Prompt 1:
Decide whether each statement below agrees with the reflections on being a woman in South Africa. For each, answer yes or no and quote the words of the text that settle it.
(a) The reflections are influenced by a published book.
(b) Socio-economic status is given as one reason black women are oppressed.
(c) Sarah Baartman is described as among the most famous black women in South African history.
Prompt 2: Carry on the reflections on being a woman in South Africa, starting after their final sentence.

Text segment:
++++

What it Means to be a Woman in South Africa. By Pamela Dyantyi

NOTE: These reflections are influenced by an unpublished manuscript, which is a work in progress aimed at tackling the fundamental problem of femicide in post-Apartheid South Africa.

The Book Title: Provocative Thoughts by Pamela ‘Pam’ Dyantyi.

The notion of womanhood has been contested due to the scourge of femicide in the post-Apartheid South African context.

As a young woman in this country experiencing the harsh times of the post-COVID era and the high rise in the violent crimes committed against women, to be a young woman in this comes with the cure of living in a perpetual state of anguish and fear. Women particularly black women, are the most vulnerable groups facing the struggle of gender relations and transformations, which are yet to be addressed in South Africa.

My relationship with the world and society has been shaped by an intersectional identity that oppresses black women.

Black women are oppressed because of their ethnicity, socio-economic status, and being constant victims of being hypersexualized. We see this play put in History: Sarah Baartman is among the most famous black women in South African History. Only to be famous for being a sexualized figure. Being an object of male gratification has always been the case for Black women, dating back to colonial slavery, where black women would be slaves to masters and used for sexual pleasures by the slave masters. Four hundred years later, this identity continues to be socially and culturally imposed on me, thus shaping my relationship with society.

++++

Extracted material:
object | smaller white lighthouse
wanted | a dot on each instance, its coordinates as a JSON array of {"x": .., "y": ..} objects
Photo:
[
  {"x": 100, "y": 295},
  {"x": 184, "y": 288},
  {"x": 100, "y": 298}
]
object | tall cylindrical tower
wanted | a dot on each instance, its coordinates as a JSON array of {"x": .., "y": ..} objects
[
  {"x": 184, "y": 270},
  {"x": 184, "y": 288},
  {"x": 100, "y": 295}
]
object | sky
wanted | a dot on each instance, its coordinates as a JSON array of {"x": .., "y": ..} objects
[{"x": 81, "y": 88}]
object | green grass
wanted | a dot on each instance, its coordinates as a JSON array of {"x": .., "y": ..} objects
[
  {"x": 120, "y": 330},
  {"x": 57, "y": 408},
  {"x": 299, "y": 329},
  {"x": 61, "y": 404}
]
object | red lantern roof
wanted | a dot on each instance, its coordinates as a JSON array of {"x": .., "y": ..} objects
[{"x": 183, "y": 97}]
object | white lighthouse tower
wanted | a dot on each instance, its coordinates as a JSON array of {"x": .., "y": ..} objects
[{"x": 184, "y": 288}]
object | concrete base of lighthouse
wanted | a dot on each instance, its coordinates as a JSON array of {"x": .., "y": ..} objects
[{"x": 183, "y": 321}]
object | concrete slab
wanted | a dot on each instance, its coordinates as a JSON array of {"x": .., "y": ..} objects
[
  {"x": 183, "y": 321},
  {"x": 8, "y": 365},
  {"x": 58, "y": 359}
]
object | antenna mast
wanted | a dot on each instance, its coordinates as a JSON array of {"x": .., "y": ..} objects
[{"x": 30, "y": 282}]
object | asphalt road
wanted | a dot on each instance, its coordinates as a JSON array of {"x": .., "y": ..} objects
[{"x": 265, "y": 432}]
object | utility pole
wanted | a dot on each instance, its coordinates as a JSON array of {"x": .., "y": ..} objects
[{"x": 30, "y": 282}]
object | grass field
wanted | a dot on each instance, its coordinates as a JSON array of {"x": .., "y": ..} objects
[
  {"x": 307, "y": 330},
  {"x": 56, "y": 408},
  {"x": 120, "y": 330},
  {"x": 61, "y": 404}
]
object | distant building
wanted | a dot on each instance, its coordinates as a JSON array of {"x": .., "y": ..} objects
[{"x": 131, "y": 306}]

++++

Task answer 1:
(a) No: "These reflections are influenced by an unpublished manuscript"
(b) Yes: "Black women are oppressed because of their ethnicity, socio-economic status, and being constant victims of being hypersexualized."
(c) Yes: "Sarah Baartman is among the most famous black women in South African History."

Task answer 2:
Moreover, the feminine has always been represented as the object of the male gaze, weak, irrational, non-critical thinkers, and thus their relation in the social arrangement is the world, their function would be at the interpersonal level, that is to raise the children and be good wives to their husbands. Moreover, the masculine has been represented as being rational and logical, and critical thinkers would be authoritative figures in all aspects of life, including the policing of women and their bodily autonomy. In this instance, social order in any society and context is through gendered lines. One’s gender then determines which issues and struggles one has to endure.

Under such conditions, women are amongst the most vulnerable groups in the post-Apartheid era. This has led the notion of womanhood to be contested in today’s South Africa. These conditions we are forced to live under a female, thus making us experience limiting notions of womanhood.

NOTE: These thoughts were informed by work done in the Politics 3 Lecture by Corrine Knowles in her course: The Politics of Knowledge and African Feminist Theory. Institution: Rhodes University.